**STATED GOAL A**
In the parliamentary remarks on European Union reform, on what date is Sharon Bowles due to appear before the committee?
**STATED GOAL B**
Carry on the parliamentary remarks on European Union reform from their final sentence, keeping the speaker's voice.

**PROVIDED PASSAGE**
Sharon Bowles, whose praises must be sung as chair of the European Parliament committee on all these matters, is someone who we need here. She is coming before our committee on 22 July to give us help on, and her understanding of, the subject of our new report—financial structures within the European Union. However, we must be clear, too, about our reform of the European Union. That is unclear at the moment but so often is familiar to us. The single market was a creation of the European Union by a member of this House. Can we pursue that in financial regulation through the digital economy or services directive?

Finally, can we try a little harder to find friends other than “phoning a friend” with Angela Merkel? We need to spread much wider than that. We have already recognised the position of the United Kingdom, which is outside the euro, outside Schengen, outside the fiscal compact—I heard no one from the Government say that the Czech Republic is now a member of the fiscal compact, thereby isolating us even more—and, indeed, outside the very important European Semester.

**EXCERPTED RECORDS**
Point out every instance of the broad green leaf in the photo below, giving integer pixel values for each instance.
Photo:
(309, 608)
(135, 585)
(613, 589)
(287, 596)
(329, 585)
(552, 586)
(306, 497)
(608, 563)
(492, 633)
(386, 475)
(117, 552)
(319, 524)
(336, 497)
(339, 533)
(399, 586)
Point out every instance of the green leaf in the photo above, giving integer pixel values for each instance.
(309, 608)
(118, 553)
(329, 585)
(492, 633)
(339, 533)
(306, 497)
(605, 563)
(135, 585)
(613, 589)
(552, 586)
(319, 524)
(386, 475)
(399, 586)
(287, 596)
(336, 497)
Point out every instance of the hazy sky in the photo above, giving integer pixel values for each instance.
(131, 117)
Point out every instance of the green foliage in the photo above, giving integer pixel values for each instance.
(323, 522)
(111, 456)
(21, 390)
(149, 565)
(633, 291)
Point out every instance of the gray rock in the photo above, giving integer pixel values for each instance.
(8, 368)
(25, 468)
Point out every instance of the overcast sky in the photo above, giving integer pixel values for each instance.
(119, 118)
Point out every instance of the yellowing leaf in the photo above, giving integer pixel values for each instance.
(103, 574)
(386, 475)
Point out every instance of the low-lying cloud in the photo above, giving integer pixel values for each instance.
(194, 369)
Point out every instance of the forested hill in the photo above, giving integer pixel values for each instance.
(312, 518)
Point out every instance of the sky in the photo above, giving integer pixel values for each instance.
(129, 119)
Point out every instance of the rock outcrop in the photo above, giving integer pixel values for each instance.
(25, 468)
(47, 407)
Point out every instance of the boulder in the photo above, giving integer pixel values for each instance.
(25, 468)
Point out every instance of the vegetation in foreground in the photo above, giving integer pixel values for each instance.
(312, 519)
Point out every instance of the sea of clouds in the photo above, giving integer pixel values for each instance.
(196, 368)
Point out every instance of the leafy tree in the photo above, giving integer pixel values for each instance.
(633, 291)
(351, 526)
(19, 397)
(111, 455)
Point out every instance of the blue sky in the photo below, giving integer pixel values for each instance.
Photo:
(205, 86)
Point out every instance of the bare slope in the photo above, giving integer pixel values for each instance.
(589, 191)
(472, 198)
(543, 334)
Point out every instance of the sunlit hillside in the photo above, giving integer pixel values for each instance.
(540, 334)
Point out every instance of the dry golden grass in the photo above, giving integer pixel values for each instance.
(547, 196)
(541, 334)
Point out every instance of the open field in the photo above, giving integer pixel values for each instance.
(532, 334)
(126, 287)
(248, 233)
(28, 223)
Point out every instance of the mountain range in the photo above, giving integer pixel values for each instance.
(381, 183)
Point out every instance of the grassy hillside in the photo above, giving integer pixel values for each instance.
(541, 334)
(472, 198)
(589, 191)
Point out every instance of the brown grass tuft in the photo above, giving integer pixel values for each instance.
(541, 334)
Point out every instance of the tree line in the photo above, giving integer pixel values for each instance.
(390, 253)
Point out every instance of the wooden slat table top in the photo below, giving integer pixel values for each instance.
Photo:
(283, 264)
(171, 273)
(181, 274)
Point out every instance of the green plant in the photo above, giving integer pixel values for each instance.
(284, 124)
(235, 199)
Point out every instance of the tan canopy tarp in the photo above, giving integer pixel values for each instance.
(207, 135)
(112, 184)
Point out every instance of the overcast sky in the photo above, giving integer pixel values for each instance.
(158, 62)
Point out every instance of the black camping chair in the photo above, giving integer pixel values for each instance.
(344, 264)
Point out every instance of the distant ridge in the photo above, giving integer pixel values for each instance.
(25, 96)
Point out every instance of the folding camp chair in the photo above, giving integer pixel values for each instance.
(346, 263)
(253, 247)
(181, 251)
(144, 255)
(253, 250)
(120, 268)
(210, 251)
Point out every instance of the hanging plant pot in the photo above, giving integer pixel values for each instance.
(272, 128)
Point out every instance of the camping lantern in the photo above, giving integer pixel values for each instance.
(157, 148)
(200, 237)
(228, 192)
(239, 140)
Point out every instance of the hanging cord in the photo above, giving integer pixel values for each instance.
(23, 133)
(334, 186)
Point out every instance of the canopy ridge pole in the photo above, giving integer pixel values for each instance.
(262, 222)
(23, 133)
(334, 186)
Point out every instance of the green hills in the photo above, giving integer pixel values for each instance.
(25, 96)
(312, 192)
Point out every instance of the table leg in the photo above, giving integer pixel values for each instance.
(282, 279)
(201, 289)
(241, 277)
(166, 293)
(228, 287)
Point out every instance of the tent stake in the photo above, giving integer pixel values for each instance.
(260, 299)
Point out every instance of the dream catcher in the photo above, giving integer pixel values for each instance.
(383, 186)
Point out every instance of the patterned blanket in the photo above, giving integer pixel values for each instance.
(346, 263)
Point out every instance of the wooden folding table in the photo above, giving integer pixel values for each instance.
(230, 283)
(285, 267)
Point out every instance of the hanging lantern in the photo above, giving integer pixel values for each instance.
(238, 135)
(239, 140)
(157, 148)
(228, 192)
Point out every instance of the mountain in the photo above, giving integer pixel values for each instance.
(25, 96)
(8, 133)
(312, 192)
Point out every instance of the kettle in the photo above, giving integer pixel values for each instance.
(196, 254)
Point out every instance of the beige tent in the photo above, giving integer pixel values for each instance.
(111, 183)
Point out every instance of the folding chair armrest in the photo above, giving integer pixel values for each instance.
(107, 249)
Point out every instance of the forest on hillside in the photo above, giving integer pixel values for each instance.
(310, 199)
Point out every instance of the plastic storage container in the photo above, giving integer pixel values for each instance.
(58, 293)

--

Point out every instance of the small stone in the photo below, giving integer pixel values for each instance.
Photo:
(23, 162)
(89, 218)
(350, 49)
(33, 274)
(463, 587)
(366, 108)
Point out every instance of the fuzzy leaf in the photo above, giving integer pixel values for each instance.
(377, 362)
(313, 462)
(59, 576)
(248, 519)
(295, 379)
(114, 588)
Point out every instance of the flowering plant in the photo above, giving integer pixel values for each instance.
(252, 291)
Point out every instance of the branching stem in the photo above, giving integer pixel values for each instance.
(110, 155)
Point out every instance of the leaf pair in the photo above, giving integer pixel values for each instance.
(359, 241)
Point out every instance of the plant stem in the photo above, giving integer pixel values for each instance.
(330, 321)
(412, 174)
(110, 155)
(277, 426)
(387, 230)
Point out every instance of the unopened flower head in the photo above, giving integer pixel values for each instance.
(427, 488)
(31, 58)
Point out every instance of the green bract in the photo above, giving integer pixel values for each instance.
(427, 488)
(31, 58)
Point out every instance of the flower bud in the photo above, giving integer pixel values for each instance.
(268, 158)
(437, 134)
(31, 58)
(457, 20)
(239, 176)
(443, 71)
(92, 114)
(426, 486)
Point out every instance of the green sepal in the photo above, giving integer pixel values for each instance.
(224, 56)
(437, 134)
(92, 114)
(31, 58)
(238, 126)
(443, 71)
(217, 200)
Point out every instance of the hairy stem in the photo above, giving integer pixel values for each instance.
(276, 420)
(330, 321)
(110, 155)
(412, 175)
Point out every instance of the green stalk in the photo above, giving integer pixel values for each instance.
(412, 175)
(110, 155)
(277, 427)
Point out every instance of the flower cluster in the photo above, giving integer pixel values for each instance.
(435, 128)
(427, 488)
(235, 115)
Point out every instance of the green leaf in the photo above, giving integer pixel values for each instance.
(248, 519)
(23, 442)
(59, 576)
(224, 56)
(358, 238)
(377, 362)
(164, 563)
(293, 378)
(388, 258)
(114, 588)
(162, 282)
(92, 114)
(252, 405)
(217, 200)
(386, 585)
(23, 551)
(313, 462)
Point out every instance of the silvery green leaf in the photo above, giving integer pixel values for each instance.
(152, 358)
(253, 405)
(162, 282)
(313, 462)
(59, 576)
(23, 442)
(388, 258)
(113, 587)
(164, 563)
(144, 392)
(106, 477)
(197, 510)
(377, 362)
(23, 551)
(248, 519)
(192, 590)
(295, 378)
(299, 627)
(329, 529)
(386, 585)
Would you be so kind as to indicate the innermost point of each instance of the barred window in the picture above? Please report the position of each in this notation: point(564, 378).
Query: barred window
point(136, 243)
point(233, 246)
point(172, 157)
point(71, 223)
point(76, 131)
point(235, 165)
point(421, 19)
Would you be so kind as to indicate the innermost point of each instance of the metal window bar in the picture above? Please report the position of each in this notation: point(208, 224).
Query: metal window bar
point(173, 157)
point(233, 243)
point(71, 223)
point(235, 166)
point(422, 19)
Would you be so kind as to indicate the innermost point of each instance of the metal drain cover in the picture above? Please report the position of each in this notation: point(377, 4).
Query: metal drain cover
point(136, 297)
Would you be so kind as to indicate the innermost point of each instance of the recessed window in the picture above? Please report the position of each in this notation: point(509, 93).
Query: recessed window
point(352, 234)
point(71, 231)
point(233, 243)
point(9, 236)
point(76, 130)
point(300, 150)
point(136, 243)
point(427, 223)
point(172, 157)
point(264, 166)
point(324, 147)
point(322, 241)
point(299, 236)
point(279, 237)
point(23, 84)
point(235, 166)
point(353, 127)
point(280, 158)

**FINAL RESULT A**
22 July

**FINAL RESULT B**
The constant theme of my committee over the four years that I have had the honour of chairing it is that the best way of ensuring that the United Kingdom’s voice is heard within the European Union is to keep close to our partners and close friends in the European Union. We need man-to-man marking when we are engaging with the other 27 friends. We need to be friends on Facebook with the other 27 and not for ever threatening withdrawal as an instrument of European Union policy—a kind of foreign policy of coitus interruptus. We need to make the case for the European Union and the United Kingdom’s role within it with passion, persuasion and precision. We need to succeed in the European Union not secede from it.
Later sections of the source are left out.